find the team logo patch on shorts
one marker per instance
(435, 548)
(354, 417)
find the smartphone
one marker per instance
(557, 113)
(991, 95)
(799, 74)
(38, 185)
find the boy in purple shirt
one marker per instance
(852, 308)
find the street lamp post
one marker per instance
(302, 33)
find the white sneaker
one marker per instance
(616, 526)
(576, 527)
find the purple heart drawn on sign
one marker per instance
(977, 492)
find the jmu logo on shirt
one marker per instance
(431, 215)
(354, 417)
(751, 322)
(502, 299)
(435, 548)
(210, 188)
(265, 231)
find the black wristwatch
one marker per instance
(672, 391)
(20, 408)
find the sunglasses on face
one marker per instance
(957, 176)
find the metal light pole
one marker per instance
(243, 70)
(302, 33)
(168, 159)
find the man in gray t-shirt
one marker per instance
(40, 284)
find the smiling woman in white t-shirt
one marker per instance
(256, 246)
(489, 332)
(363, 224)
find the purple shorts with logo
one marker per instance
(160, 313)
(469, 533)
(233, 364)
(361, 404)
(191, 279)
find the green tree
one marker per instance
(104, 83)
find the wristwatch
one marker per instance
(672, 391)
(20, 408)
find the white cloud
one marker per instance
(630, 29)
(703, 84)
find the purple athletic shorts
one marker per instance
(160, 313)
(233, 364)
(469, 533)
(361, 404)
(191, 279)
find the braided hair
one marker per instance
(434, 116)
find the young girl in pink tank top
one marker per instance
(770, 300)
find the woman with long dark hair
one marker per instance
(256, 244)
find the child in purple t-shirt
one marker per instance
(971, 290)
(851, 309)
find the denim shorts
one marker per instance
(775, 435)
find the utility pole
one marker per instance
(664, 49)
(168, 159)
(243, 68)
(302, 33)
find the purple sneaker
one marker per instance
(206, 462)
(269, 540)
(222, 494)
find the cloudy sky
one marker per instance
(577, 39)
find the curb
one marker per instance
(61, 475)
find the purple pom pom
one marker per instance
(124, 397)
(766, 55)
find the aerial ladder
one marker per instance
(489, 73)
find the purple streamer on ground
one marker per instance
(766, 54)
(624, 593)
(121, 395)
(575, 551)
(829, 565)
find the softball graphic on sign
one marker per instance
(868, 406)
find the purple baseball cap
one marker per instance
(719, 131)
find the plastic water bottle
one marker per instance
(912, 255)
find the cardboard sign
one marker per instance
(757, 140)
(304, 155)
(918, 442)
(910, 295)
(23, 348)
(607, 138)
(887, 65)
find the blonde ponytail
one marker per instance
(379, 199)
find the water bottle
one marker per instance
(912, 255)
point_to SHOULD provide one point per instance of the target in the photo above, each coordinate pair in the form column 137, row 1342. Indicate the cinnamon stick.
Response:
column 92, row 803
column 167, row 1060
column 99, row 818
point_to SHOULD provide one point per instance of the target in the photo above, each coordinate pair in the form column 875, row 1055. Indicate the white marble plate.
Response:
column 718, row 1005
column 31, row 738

#####

Lütfen yukarıdaki kayıtların tamamını, sütun adları "metin" ve "cevap" olan iki sütunlu bir CSV olarak düzenle. Her kayıt için bir satır kullan, metni ve cevabı ayrı ayrı tırnak içinde tek bir alana yaz ve satır sonlarını boşluğa çevir.

metin,cevap
"find the team logo patch on shorts one marker per instance","(435, 548) (354, 417)"
"find the smartphone one marker per instance","(557, 113) (991, 95) (799, 74) (38, 185)"
"find the boy in purple shirt one marker per instance","(852, 308)"
"find the street lamp post one marker per instance","(302, 33)"
"find the white sneaker one marker per instance","(616, 526) (576, 527)"
"find the purple heart drawn on sign one marker per instance","(977, 492)"
"find the jmu logo on shirt one marker per instance","(431, 215) (354, 417) (751, 322) (502, 299) (435, 548) (210, 188) (265, 231)"
"find the black wristwatch one marker per instance","(672, 391) (20, 408)"
"find the sunglasses on face one marker per instance","(957, 176)"
"find the metal light pole one marker per instance","(243, 70) (302, 33) (168, 159)"
"find the man in gray t-shirt one marker per instance","(40, 284)"
"find the smiling woman in white t-shirt one marker per instance","(256, 246) (489, 332) (363, 224)"
"find the purple shorts with logo one marker per instance","(160, 313) (469, 533) (233, 364) (361, 404) (191, 279)"
"find the green tree one marker per instance","(104, 83)"
"find the wristwatch one marker per instance","(672, 391) (20, 408)"
"find the white cloud one marker per instance","(630, 29) (703, 84)"
"find the purple athletic shorts one marker per instance","(160, 313) (233, 364) (469, 533) (361, 404) (191, 279)"
"find the braided hair one marker per instance","(434, 116)"
"find the young girl in pink tank top one marker per instance","(770, 300)"
"find the woman with long dark hair one marker per instance","(256, 244)"
"find the child in purple t-shirt one marker per instance","(971, 290) (851, 309)"
"find the denim shorts one marker per instance","(775, 435)"
"find the utility pole one marker per instance","(664, 49) (168, 159) (243, 68) (302, 33)"
"find the purple sneaker one marker per instance","(206, 462) (269, 540) (222, 494)"
"find the cloudy sky one marker per instance","(577, 39)"
"find the curb one marker per instance","(61, 475)"
"find the purple pom pom one marker per instance","(124, 397) (766, 55)"
"find the aerial ladder one marker per instance","(489, 73)"
"find the purple streamer on ground one marker per instance","(766, 54) (624, 593) (121, 395) (575, 551) (829, 565)"
"find the softball graphic on sign one marker per instance","(868, 406)"
"find the purple baseball cap one marker per instance","(719, 131)"
"find the plastic water bottle one marker per instance","(912, 255)"
"find the cardboard sign one marker per instance","(757, 140) (304, 155) (918, 442) (910, 295) (23, 348) (607, 138) (887, 65)"
"find the blonde ponytail one marker per instance","(379, 199)"
"find the water bottle one marker per instance","(912, 255)"
"point_to SHOULD provide one point per instance of the target in the photo above, each coordinate pair in the form column 137, row 1342. Indicate the cinnamon stick. Response:","column 92, row 803 column 167, row 1060 column 99, row 818"
"point_to SHOULD provide one point per instance of the target in the photo above, each coordinate pair in the form column 875, row 1055. Indicate the white marble plate. Response:","column 718, row 1005 column 31, row 738"